(Image-grounded pointing data)
########################################
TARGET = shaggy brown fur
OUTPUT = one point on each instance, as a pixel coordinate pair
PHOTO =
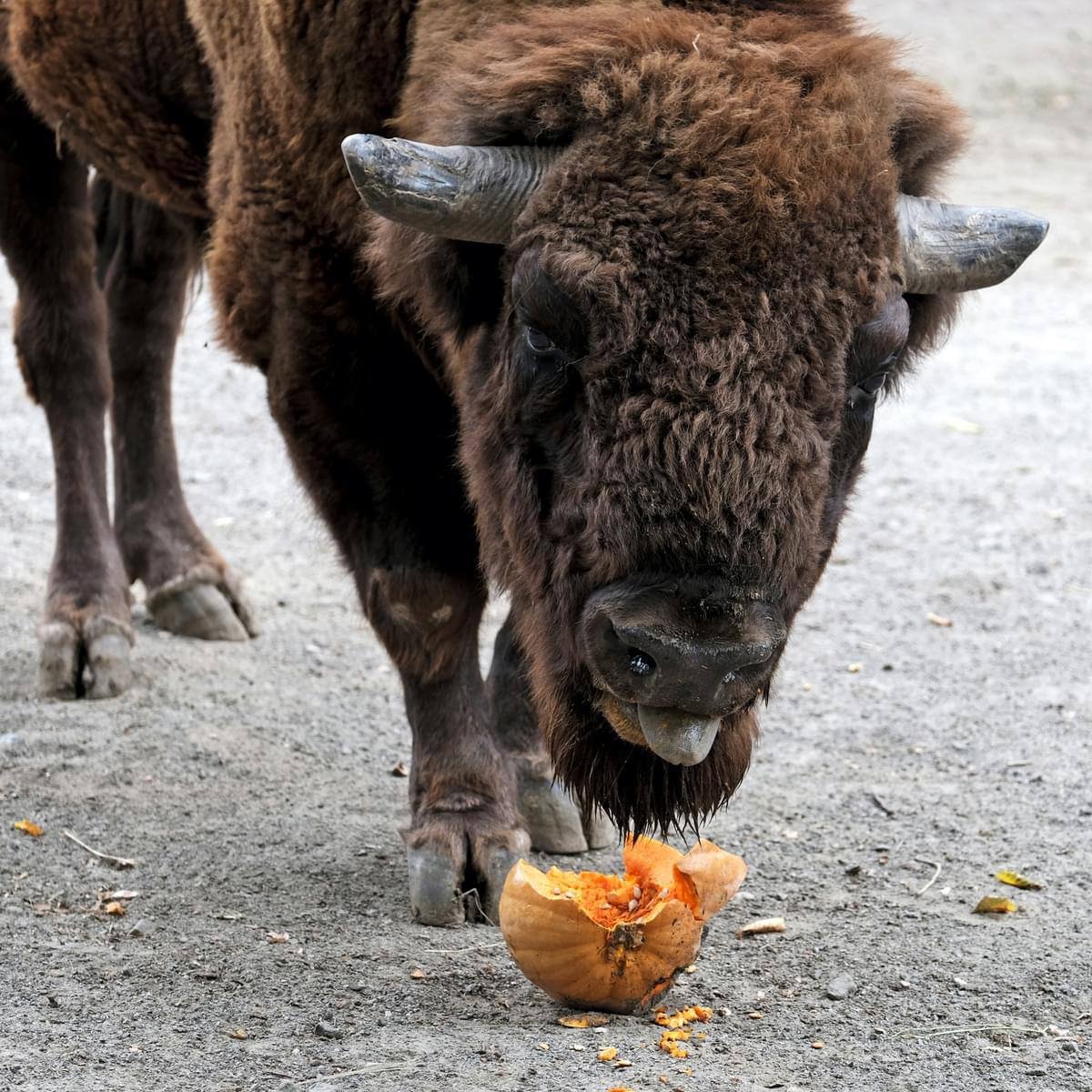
(714, 257)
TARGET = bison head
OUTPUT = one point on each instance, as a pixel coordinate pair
########################################
ACTIVITY: Starting from the line that contains "TARGET = bison head", transcribe each line to the end of the records above. Please add nothing.

WRITTEN RESPONSE:
TARGET = bison head
OUTPUT = one point on each instance, as a pixel coordinate pair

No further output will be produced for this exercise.